◆ **EXERCISE OBJECTIVE**: Reproduce, without any alteration, everything in the listing below from the line containing "of the utility" down to the final line of the listing, including both of those lines.

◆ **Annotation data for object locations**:
=-=-=

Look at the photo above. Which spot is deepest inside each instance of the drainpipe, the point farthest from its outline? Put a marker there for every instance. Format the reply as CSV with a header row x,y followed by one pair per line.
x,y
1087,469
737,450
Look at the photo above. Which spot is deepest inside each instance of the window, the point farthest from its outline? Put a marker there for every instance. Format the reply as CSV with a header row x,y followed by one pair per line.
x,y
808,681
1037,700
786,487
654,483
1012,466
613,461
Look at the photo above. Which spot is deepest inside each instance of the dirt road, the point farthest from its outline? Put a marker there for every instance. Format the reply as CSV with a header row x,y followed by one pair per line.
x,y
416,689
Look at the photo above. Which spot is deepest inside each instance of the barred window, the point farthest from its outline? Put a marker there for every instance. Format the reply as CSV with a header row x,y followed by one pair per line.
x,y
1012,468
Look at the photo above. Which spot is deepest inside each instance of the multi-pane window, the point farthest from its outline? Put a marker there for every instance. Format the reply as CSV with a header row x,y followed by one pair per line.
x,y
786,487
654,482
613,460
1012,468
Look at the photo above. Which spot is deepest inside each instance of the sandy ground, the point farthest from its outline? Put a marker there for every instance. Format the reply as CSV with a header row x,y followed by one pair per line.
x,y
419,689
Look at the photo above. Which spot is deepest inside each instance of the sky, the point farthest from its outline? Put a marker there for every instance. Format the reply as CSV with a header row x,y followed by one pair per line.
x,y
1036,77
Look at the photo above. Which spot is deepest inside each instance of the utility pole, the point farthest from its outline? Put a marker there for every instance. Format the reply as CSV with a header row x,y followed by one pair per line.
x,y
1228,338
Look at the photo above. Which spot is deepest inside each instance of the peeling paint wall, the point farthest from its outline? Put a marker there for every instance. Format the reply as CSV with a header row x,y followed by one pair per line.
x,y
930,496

=-=-=

◆ **RESPONSE**:
Look at the photo above. Which spot is deepest inside each instance of the utility pole, the point farthest from its outline? Put a marker there for every instance. Format the reply as CSV with a header row x,y followed by one pair per line.
x,y
1228,338
Look at the photo above. Which spot is deepest inside each instance of the peeling paint wall, the point farthest from its outline? Put a marker there for every instance. Format the reply as CSV with a header row x,y followed by one pair per line.
x,y
930,496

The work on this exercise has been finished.